** START **

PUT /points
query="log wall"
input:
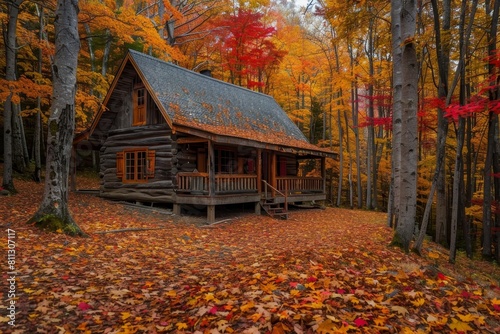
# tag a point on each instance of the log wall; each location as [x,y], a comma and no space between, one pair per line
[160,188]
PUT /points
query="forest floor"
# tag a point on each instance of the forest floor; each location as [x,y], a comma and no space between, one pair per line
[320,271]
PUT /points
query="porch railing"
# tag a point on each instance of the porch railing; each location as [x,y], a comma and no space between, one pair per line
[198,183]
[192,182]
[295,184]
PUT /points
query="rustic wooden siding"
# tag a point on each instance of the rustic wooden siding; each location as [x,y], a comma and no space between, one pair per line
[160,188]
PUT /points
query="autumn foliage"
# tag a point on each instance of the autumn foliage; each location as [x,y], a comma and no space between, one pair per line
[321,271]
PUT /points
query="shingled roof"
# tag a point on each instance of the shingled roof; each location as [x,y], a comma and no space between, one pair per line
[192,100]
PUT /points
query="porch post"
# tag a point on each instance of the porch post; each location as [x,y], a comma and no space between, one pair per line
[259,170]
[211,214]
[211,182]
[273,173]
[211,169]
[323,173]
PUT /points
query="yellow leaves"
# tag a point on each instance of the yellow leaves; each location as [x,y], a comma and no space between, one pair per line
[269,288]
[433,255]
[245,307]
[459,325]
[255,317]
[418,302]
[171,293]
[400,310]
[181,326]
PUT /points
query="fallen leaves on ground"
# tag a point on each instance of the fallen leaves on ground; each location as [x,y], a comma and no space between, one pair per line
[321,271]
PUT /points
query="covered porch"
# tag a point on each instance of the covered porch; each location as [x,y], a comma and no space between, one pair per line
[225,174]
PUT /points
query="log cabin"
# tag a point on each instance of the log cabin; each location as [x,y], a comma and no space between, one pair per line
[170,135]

** END **
** START **

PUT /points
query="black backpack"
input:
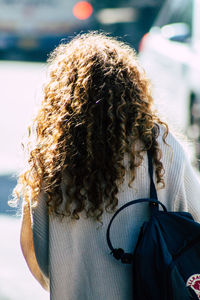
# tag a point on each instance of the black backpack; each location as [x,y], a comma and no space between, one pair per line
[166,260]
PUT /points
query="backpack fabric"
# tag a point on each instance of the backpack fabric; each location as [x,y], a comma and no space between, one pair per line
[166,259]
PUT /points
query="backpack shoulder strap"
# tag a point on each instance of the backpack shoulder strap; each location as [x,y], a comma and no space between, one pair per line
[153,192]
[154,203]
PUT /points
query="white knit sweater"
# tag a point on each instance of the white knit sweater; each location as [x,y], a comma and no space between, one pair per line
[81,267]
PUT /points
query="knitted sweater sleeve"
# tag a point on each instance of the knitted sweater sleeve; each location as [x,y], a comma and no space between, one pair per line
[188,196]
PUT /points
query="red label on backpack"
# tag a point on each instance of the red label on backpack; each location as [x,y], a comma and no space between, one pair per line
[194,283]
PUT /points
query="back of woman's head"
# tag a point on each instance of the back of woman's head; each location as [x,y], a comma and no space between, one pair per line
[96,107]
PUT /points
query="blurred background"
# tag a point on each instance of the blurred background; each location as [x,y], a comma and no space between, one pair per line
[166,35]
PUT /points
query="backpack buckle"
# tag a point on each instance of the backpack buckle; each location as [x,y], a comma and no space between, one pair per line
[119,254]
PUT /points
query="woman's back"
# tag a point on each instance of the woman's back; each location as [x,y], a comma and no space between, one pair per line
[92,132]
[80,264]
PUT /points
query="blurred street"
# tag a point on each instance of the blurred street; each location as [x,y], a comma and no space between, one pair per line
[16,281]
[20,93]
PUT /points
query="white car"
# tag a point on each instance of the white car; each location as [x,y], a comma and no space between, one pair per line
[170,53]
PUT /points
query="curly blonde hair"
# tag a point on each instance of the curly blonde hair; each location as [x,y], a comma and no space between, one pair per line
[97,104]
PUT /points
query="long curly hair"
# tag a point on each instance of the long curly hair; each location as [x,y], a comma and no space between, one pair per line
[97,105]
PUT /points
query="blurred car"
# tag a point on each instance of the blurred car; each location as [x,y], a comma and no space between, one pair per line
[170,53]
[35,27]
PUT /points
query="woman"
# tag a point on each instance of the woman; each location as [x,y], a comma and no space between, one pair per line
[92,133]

** END **
** START **

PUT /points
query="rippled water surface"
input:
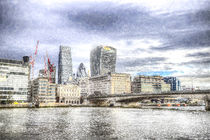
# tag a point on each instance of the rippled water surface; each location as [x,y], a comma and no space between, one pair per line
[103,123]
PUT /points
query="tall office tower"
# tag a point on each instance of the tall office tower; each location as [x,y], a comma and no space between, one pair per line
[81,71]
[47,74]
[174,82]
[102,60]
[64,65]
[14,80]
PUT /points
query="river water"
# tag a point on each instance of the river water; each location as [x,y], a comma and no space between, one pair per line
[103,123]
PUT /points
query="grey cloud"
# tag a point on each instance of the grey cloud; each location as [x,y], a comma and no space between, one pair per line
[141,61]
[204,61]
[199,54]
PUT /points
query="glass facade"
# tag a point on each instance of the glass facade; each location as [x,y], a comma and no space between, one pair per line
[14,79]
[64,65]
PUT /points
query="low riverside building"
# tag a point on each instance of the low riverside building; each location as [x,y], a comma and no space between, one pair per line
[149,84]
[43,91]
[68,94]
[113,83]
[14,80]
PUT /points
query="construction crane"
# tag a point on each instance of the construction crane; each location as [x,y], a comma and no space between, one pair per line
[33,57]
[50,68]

** END **

Short problem
Identify each line in the items above that contains the word "long", and copy every such line in full.

Solution
query="long curly hair"
# tag a point on each instance of the long curly hair; each location as [x,y], a comma and no space between, one pair per line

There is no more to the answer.